(Stored data)

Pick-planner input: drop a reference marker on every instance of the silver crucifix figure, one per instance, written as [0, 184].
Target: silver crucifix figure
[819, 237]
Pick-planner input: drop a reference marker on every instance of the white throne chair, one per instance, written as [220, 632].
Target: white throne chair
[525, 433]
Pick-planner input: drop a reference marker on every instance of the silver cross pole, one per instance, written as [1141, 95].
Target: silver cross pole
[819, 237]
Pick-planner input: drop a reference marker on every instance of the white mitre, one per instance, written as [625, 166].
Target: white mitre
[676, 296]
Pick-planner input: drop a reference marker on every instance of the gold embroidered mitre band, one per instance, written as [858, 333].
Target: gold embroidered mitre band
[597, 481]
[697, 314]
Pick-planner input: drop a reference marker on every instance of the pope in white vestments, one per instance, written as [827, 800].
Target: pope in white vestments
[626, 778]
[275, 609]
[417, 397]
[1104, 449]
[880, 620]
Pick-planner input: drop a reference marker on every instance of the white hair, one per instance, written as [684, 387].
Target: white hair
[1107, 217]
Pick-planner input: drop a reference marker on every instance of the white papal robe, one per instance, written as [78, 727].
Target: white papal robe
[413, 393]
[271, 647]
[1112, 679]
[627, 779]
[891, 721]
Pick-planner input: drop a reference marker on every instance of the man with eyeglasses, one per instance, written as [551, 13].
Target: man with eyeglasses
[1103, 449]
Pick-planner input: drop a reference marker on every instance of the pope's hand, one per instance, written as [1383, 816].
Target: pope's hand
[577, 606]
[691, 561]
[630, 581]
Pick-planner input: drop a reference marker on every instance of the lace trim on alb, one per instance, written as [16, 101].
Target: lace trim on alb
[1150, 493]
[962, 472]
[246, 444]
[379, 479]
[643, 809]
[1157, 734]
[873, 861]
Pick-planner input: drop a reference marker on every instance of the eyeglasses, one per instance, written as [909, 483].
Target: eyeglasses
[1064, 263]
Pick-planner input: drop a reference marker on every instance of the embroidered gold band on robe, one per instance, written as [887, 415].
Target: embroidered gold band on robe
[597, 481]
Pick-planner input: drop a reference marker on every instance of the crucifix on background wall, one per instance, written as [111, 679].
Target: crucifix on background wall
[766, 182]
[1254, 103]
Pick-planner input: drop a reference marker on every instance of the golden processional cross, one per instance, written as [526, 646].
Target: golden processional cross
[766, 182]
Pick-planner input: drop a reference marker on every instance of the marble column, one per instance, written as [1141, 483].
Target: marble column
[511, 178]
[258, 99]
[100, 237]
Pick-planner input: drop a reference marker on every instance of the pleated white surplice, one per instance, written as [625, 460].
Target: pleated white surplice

Task requirements :: Copy out the data above line for line, with no changes.

Worked solution ::
Pick-planner input: drop a reference marker on every instance of the silver crucifix figure, one per instance, written as [0, 184].
Target: silver crucifix figure
[819, 237]
Pick-planner input: drop a reference marker on every instance of the white throne chair, one per instance, written as [220, 632].
Target: white throne chair
[525, 433]
Pick-planner input: drop a reference marker on every instance of the silver cross pole, one per instance, written as [1141, 95].
Target: silver cross pole
[819, 237]
Pick-planner input: drop a reference marker on every instance of the white mitre, one per instance, written as [625, 166].
Target: white mitre
[676, 296]
Pick-planner input: drop a reference marker on every instance of the gold embroidered mitre band, one per instance, written as [858, 333].
Target: gold embroidered mitre band
[597, 481]
[697, 314]
Pick-planner input: drop a reference marker on every instance of the pope in white vestments, one per instance, written as [827, 800].
Target: pope in white vestments
[626, 778]
[275, 609]
[417, 397]
[1104, 449]
[880, 620]
Pick-planner input: drop a reference marker on every instance of the white hair, one per instance, written as [684, 387].
Target: white hair
[1107, 217]
Pick-planner input: drop a reference marker on every instance of the white papal robe, one per instance, written as [78, 727].
Target: white papal robe
[413, 393]
[271, 647]
[1112, 679]
[627, 779]
[891, 721]
Pick-planner input: drop a reference marker on every instance of the man with eyeglasses, one per instance, written as [551, 13].
Target: man with eyeglasses
[1103, 449]
Pick-planner input: drop a reference marker on every instance of the pope's hand, one per instance, written as [1383, 816].
Target: pope's hand
[577, 606]
[691, 561]
[630, 581]
Pick-planner input: drop a reference marker on every instance of the lace trim on alb, one per instance, written as [16, 101].
Target: lace trim on alb
[1150, 493]
[962, 472]
[246, 444]
[379, 479]
[643, 809]
[1157, 734]
[873, 861]
Pick-planner input: drop a reference marker on every instance of the eyeglasses, one per instance, written as [909, 483].
Target: eyeglasses
[1064, 263]
Pick-planner input: drop a reference marker on every instance of the embroidered gold band on robe, one per instance, written as [887, 415].
Target: embroidered gold band on robe
[597, 481]
Pick-planner input: drop a reference marker on every instance of the crucifix on background wall, one per instance, written as [111, 679].
Target: crucifix on background wall
[766, 182]
[1254, 103]
Pick-planner input: drop a reference marker on every instance of the golden processional cross, one per instance, written as [526, 646].
Target: golden processional cross
[766, 182]
Pick-planner input: drop a reference marker on every instance of the marble column, one per instance, written as [1141, 483].
Target: marble column
[511, 178]
[258, 99]
[100, 237]
Pick-planner input: drop a reference marker on every instance of the pleated white surplice, one per instance, written as [625, 460].
Target: pleated white surplice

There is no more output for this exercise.